--- PAGE EXCERPT Enclosed Below ---

Asylum (1972)

Woo, portmanteau movies! Only horror ever seems to do these. That’s a shame, as they’re a great way to convey a series of shorts together.

Asylum is one of these films. The framing story features a new doctor going through a job interview at a mental institution where one of the previous doctors went insane. The new doctor has to interview the patients and determine which is the previous doctor. Each patient’s story becomes a brief vignette within the film, and while some go heavier on the mental illness angle, there is at least one that is quite inventive.

Of course, the framing story has its own small vignette for the fourth story, and it provides one of the most interesting angles, because it implies that at least some of the other stories could be true. The stories are: 1) A dismembered body attacks a woman, 2) A magic suit that can resurrect the dead brings a mannequin to life, 3) A sick woman believes her friend murdered her sister and nurse, and 4) A doctor believes he can transition his consciousness into a doll. The doll story proves to be shockingly real within the context of the film, which means the magic suit and dismembered body stories might also be real, though story 3 is revealed to definitely be a woman who is hallucinating another person.

--- End of Enclosed PAGE EXCERPT ---
--- RECORDS SUPPLIED Enclosed Below ---

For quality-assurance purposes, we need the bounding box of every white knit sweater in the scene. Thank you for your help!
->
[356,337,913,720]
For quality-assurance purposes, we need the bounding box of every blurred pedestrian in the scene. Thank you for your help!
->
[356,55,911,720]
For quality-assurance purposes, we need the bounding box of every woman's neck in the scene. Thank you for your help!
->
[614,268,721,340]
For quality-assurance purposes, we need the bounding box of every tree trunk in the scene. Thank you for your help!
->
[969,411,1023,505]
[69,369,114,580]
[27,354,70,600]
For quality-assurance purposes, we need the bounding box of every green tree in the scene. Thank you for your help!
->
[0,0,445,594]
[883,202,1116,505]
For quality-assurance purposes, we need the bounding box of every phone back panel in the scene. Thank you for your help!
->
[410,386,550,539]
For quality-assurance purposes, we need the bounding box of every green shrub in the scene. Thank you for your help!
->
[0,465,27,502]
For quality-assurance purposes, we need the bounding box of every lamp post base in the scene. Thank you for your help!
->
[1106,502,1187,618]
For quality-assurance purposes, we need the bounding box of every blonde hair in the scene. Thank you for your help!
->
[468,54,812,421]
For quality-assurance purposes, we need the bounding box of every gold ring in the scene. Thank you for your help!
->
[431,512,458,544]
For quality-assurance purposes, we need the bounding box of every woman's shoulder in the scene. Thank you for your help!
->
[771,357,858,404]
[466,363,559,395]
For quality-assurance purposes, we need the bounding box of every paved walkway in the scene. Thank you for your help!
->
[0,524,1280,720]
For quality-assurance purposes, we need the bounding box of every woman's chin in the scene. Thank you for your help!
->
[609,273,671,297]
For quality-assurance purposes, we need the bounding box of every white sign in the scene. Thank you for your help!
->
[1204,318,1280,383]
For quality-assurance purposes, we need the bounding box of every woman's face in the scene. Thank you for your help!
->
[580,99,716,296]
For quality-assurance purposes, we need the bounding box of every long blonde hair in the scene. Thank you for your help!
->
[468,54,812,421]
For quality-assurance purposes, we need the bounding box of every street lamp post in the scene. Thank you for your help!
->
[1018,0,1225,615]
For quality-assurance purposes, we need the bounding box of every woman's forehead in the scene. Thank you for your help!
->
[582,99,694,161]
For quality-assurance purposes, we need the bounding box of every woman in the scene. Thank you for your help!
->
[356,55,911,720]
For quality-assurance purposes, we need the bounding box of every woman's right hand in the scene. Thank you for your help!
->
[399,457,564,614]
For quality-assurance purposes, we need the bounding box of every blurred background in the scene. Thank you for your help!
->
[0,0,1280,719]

--- End of Enclosed RECORDS SUPPLIED ---

■ EXERCISE A
Answer these questions about the Asylum (1972) review:
(i) Where does the new doctor's job interview take place?
(ii) What does the magic suit bring to life?
(iii) What does the doctor in the fourth story believe he can transfer his consciousness into?
■ EXERCISE B
Reproduce the part of the Asylum (1972) review starting with "Asylum (1972)" and going on through "of shorts together.".

■ TASK OUTPUT A
(i) At a mental institution
(ii) A mannequin
(iii) A doll

■ TASK OUTPUT B
Asylum (1972)

Woo, portmanteau movies! Only horror ever seems to do these. That’s a shame, as they’re a great way to convey a series of shorts together.